--- Start of SOURCE MATERIAL ---
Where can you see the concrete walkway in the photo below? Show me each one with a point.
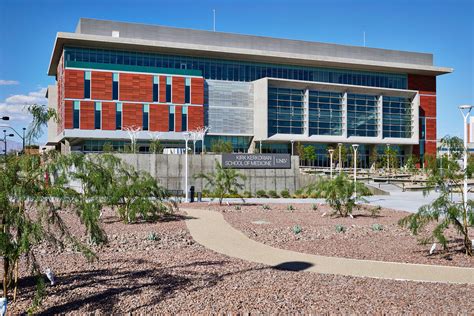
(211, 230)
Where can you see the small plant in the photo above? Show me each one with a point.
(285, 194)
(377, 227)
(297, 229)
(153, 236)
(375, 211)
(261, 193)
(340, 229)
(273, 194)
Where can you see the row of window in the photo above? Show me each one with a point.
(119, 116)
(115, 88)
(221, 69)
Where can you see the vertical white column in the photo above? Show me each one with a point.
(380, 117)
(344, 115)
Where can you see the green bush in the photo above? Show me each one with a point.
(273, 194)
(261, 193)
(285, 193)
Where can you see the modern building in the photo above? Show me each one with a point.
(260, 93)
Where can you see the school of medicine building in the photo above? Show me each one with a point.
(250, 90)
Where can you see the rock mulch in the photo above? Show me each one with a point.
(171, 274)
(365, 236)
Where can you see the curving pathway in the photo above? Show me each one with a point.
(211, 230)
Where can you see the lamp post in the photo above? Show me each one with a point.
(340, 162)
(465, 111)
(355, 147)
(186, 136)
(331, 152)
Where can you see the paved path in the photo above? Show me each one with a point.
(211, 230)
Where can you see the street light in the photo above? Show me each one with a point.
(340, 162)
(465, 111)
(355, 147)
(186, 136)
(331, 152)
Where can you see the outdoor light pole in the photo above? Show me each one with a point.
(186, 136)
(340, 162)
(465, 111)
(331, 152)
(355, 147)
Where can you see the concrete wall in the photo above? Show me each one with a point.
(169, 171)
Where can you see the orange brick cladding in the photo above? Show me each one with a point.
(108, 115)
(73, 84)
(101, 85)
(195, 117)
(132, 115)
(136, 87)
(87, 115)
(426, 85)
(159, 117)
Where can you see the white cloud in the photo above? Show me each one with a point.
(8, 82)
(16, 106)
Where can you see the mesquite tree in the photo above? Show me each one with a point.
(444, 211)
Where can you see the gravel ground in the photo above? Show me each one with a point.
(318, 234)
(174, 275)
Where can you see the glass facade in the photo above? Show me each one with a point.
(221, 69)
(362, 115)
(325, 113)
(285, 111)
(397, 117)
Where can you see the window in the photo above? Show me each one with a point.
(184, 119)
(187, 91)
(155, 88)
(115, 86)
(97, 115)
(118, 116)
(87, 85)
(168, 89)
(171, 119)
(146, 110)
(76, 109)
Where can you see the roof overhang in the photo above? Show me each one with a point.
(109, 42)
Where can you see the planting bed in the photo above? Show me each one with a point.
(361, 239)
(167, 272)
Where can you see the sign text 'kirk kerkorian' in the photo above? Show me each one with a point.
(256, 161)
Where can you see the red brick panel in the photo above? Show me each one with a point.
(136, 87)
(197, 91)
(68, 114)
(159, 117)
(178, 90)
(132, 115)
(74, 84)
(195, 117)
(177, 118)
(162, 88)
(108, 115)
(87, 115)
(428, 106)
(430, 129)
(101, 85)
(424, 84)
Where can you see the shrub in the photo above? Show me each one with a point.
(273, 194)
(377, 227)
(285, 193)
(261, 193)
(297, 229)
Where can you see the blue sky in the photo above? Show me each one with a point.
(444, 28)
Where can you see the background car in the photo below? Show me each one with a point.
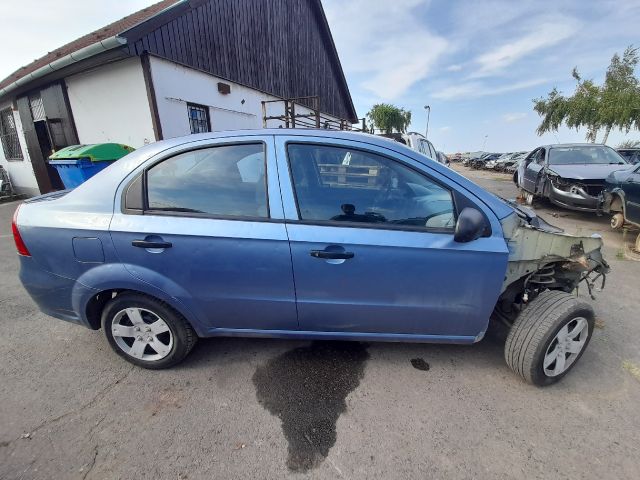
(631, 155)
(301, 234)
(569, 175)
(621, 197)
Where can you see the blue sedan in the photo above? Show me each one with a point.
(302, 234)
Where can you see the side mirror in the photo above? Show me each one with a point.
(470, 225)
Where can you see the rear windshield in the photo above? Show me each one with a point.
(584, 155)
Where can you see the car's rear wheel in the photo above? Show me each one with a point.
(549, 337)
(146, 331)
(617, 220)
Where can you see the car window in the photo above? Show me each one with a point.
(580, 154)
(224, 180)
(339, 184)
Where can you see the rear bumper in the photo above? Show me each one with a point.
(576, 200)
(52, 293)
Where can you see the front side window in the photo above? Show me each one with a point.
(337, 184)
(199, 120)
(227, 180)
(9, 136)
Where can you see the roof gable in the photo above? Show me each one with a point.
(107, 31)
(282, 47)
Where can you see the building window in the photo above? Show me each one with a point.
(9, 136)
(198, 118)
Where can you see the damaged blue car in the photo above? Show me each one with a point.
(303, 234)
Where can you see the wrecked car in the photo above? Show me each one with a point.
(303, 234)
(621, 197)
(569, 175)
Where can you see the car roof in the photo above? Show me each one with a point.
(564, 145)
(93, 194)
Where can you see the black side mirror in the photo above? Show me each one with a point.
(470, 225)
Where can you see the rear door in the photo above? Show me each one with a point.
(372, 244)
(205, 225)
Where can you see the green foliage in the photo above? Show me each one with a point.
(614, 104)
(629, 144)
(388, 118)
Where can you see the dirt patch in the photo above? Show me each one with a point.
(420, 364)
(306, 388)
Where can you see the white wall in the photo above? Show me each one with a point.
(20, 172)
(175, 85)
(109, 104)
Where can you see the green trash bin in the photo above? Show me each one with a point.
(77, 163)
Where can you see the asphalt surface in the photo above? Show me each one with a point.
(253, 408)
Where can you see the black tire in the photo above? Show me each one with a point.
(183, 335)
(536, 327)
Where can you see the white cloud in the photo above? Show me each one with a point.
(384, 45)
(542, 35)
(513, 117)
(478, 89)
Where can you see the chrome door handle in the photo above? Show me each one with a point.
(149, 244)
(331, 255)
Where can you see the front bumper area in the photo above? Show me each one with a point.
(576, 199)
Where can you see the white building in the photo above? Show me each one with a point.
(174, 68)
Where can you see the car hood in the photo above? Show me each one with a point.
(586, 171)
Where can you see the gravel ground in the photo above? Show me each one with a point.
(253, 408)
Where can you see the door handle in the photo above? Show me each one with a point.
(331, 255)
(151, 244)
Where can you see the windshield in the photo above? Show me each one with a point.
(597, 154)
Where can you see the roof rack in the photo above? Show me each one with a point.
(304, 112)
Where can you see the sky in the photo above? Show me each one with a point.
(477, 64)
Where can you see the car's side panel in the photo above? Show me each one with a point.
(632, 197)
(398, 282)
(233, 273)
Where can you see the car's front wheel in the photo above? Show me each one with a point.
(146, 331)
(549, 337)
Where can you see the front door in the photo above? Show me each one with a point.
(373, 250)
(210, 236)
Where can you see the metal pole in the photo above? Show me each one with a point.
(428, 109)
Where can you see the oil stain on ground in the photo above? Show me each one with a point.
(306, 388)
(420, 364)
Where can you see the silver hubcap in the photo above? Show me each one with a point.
--- End of SOURCE MATERIAL ---
Pictures are not part of the copy; output everything else in the records exactly.

▸ **RESULT OF THIS EXERCISE**:
Where can you see the concrete walkway in the photo below? Show me each one with a point.
(211, 230)
Where can you see the small plant in the photo above? Show me each one with a point.
(285, 194)
(377, 227)
(297, 229)
(153, 236)
(375, 211)
(261, 193)
(340, 229)
(273, 194)
Where can you see the row of window in the photo above? Show me each one with a point.
(119, 116)
(115, 88)
(221, 69)
Where can you see the vertical white column in the photo above? Show me each one with a point.
(380, 117)
(344, 115)
Where can you see the green bush in the photo above? Show me each one with a point.
(273, 194)
(261, 193)
(285, 193)
Where can you see the modern building in the photo above? Show me each one with a point.
(260, 93)
Where can you see the school of medicine building in the photo above? Show me each one with a point.
(250, 90)
Where can you see the rock mulch in the photo above? Show me each one with a point.
(171, 274)
(365, 236)
Where can you see the curving pathway in the photo above? Show me each one with a point.
(211, 230)
Where can you see the lamp post in the photo above? Show me each one with a point.
(340, 162)
(465, 111)
(355, 147)
(186, 136)
(331, 152)
Where can you see the paved path in the photo above? Show me each one with a point.
(211, 230)
Where can you see the street light in the photo above? Show me each one with a point.
(340, 162)
(465, 111)
(355, 147)
(186, 136)
(331, 152)
Where can you see the outdoor light pole in the photo above? Show me each one with a point.
(186, 136)
(340, 162)
(465, 111)
(331, 152)
(355, 147)
Where can you see the concrete wall in the photo above? Show me each one with a point.
(169, 171)
Where can you see the orange brick cladding in the photo above? Show me each one with a point.
(108, 115)
(73, 84)
(101, 85)
(195, 117)
(132, 115)
(136, 87)
(87, 115)
(426, 85)
(159, 117)
Where can you see the white cloud in the photo above? Show me each one with a point.
(8, 82)
(16, 106)
Where can you see the mesquite tree in the photo above? Show me each one with a point.
(444, 211)
Where can you see the gravel ground in the photo above? Show me each one with a point.
(318, 234)
(174, 275)
Where can you see the glass facade in the photo above? Show me each one with a point.
(221, 69)
(362, 115)
(325, 113)
(285, 111)
(397, 117)
Where can you see the window in the photo above? Show me each one with a point.
(184, 119)
(187, 91)
(155, 88)
(115, 86)
(97, 115)
(118, 116)
(87, 85)
(168, 89)
(171, 119)
(146, 110)
(76, 109)
Where can you see the roof overhang in the photo above? Show me each one with a point.
(109, 42)
Where can you see the planting bed in the photo above? Show me each one with a point.
(361, 239)
(167, 272)
Where can you see the sign text 'kirk kerkorian' in the photo above? Show me each one with a point.
(256, 161)
Where can you see the red brick panel in the photo above? Show me each one with a point.
(136, 87)
(197, 91)
(68, 114)
(159, 117)
(178, 90)
(132, 115)
(74, 84)
(195, 117)
(177, 118)
(162, 88)
(108, 115)
(87, 115)
(428, 106)
(430, 129)
(101, 85)
(424, 84)
Where can you see the shrub in the photo above? Show me each one with a point.
(273, 194)
(377, 227)
(285, 193)
(261, 193)
(297, 229)
Where can you see the blue sky in the photo above? Show me each one with a point.
(444, 28)
Where can you see the background car in the photo below? Show me each one with a point.
(631, 155)
(301, 234)
(569, 175)
(621, 197)
Where can you see the blue sedan in the photo above? Show me each one with a point.
(302, 234)
Where can you see the side mirror in the photo above? Show me each one with a point.
(470, 225)
Where can you see the rear windshield in the photo above? Show me each one with a point.
(584, 155)
Where can you see the car's rear wheel in the photo above? Show me each one with a point.
(549, 337)
(146, 331)
(617, 220)
Where can you see the car window in the photo above? Show me each one with a point.
(580, 154)
(224, 180)
(339, 184)
Where can you see the rear bumper in the photo above? Show me each one with a point.
(576, 200)
(52, 293)
Where can you see the front side window in the photo above? Show me each one with a point.
(337, 184)
(199, 120)
(227, 180)
(9, 136)
Where can you see the roof gable in the photo above? Show me each one with a point.
(107, 31)
(282, 47)
Where can you see the building window in the photo above? Show me each one with a point.
(9, 136)
(198, 118)
Where can you see the damaged blue car in the photo above? Show me each one with a point.
(303, 234)
Where can you see the wrecked car in the photo above? Show me each one with a point.
(303, 234)
(621, 197)
(569, 175)
Where can you see the car roof in the photo above? Show me each one with a point.
(564, 145)
(93, 194)
Where can you see the black side mirror in the photo above? Show me each one with a point.
(470, 225)
Where can you see the rear door in the photo above? Show me each one with a point.
(372, 244)
(205, 225)
Where can you see the green foliage in the photo above? Show me each one with a point.
(614, 104)
(629, 144)
(388, 118)
Where can you see the dirt patch in the photo above? Show me each one with a point.
(420, 364)
(306, 388)
Where can you see the white wall in the photo above? Show me each one with a point.
(20, 172)
(175, 85)
(109, 104)
Where can you see the green trash bin in the photo above? Show me each one with a point.
(77, 163)
Where can you see the asphalt surface in the photo above? Show me each one with a point.
(253, 408)
Where can you see the black tire in the photo above? Show me each one with a point.
(183, 335)
(536, 327)
Where can you see the white cloud in the photo above? Show me each one with a point.
(384, 45)
(542, 35)
(513, 117)
(478, 89)
Where can you see the chrome door handle in the photo above? Show me each one with a point.
(149, 244)
(331, 255)
Where can you see the front bumper area in the photo above? Show me each one with a point.
(576, 199)
Where can you see the white building in the photo above? Show me each one with a point.
(174, 68)
Where can you see the car hood in the photo above? Show me each one with a point.
(586, 171)
Where can you see the gravel ground in the photo above? Show me each one with a point.
(253, 408)
Where can you see the door handle in the photo above? Show me each one with a point.
(331, 255)
(151, 244)
Where can you see the windshield in the photo above? Show me each one with a point.
(597, 154)
Where can you see the roof rack in the photo above? Show me each one with a point.
(304, 112)
Where can you see the sky in the photo above? Show me each one with a point.
(477, 64)
Where can you see the car's side panel in the photo above? Show me each one with a point.
(632, 197)
(398, 282)
(233, 273)
Where can you see the car's front wheel in the photo above? Show me each one with a point.
(146, 331)
(549, 337)
Where can you see the front door in the photo above? Show me each one with a point.
(373, 250)
(210, 236)
Where can you see the metal pole in the photo above? Show me each one with a point.
(428, 109)
Where can you see the oil stain on ground in the photo above? Show me each one with a point.
(306, 388)
(420, 364)
Where can you see the silver hubcap in the photo above? Show me each one with a point.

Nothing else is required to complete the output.